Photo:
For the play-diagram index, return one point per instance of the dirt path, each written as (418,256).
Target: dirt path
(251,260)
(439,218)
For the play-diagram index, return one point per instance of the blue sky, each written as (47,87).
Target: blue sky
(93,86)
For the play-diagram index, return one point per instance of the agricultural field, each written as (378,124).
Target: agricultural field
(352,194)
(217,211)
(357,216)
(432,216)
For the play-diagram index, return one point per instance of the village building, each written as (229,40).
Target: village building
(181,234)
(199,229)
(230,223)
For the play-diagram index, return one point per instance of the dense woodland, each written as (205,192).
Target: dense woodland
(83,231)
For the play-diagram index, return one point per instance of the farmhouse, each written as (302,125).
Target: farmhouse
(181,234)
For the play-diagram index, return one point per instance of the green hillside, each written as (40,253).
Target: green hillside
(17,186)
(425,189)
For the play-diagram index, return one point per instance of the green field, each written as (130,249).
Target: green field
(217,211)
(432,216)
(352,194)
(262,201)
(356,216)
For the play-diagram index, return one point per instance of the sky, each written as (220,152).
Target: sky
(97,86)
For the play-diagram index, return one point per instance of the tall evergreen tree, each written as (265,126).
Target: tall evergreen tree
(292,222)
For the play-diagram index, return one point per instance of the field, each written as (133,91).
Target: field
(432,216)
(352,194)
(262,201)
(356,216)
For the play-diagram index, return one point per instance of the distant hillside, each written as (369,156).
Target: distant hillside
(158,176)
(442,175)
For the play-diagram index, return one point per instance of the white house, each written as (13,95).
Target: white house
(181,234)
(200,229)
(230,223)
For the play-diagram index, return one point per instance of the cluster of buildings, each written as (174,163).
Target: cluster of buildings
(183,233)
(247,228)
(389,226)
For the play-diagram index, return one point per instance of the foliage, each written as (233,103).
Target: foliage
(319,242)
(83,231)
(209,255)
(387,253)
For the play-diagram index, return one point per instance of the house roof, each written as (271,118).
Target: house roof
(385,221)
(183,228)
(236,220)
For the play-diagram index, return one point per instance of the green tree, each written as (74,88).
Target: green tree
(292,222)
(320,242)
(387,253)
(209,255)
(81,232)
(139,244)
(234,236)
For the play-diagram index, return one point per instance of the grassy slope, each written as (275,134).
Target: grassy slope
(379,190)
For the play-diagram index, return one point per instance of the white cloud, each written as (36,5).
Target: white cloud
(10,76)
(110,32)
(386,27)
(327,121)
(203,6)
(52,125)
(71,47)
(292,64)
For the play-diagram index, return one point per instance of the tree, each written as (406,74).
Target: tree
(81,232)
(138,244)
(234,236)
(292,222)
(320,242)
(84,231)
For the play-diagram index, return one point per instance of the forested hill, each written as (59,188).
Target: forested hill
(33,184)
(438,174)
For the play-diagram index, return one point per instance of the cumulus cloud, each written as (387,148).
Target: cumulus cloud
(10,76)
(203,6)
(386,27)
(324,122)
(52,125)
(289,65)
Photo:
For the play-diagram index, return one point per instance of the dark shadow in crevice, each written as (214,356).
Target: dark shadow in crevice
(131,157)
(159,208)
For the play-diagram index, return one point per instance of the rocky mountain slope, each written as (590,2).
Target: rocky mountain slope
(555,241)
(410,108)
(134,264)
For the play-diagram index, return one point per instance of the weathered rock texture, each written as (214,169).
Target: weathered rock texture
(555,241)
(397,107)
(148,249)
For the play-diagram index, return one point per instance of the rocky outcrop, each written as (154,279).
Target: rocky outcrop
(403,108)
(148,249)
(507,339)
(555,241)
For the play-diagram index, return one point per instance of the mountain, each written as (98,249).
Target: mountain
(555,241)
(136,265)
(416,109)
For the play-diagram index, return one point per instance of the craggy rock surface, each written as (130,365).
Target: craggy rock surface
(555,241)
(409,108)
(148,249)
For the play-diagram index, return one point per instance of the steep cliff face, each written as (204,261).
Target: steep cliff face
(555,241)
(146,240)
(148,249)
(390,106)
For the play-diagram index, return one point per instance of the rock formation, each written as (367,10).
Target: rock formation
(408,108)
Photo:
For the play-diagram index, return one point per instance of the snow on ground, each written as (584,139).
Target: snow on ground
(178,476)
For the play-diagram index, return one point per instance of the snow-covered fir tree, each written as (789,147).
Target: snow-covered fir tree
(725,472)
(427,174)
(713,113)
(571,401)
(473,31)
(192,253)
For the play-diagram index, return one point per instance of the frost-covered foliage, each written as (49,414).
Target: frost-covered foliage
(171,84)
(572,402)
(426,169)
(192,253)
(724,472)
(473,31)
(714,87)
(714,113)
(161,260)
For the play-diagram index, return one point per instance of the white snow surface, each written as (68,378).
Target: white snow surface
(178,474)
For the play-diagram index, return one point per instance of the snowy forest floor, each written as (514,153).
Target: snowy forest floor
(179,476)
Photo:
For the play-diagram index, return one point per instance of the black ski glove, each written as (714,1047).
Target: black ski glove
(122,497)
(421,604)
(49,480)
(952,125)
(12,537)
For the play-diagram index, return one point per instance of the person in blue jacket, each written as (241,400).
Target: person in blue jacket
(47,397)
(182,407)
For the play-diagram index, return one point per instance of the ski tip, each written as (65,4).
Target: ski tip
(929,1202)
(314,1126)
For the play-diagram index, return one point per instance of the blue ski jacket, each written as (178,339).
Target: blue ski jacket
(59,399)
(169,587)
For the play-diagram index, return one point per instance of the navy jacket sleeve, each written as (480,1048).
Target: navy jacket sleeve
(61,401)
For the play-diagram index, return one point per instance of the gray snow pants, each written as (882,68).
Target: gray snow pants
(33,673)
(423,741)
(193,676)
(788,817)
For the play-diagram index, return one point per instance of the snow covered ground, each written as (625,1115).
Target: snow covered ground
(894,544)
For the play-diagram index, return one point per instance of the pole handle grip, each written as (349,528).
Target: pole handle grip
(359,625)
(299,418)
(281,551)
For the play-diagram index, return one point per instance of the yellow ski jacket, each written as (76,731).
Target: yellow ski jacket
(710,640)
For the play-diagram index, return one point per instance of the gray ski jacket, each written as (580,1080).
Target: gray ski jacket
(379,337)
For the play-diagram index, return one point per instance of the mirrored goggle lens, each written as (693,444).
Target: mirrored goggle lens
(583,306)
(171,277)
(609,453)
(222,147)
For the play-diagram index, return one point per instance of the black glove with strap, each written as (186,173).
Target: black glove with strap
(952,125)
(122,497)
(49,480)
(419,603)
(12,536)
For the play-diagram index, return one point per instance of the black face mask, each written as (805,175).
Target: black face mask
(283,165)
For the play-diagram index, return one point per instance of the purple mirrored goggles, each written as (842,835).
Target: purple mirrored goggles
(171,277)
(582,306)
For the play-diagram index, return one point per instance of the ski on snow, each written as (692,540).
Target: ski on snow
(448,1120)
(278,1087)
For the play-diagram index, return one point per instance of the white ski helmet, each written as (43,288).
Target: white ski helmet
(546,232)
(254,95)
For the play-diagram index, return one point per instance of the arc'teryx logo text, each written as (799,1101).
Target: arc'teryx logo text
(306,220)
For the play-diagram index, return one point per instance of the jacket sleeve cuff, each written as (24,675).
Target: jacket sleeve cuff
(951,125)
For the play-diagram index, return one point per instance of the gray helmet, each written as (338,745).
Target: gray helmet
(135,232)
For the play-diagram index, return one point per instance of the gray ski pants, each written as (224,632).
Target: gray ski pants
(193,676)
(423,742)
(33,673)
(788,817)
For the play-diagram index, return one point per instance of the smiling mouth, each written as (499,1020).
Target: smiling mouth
===============
What lines above contain the word "mouth"? Return each such line.

§ Reply
For the play-diagram index, return one point per instance of the smiling mouth, each written as (499,1020).
Target: smiling mouth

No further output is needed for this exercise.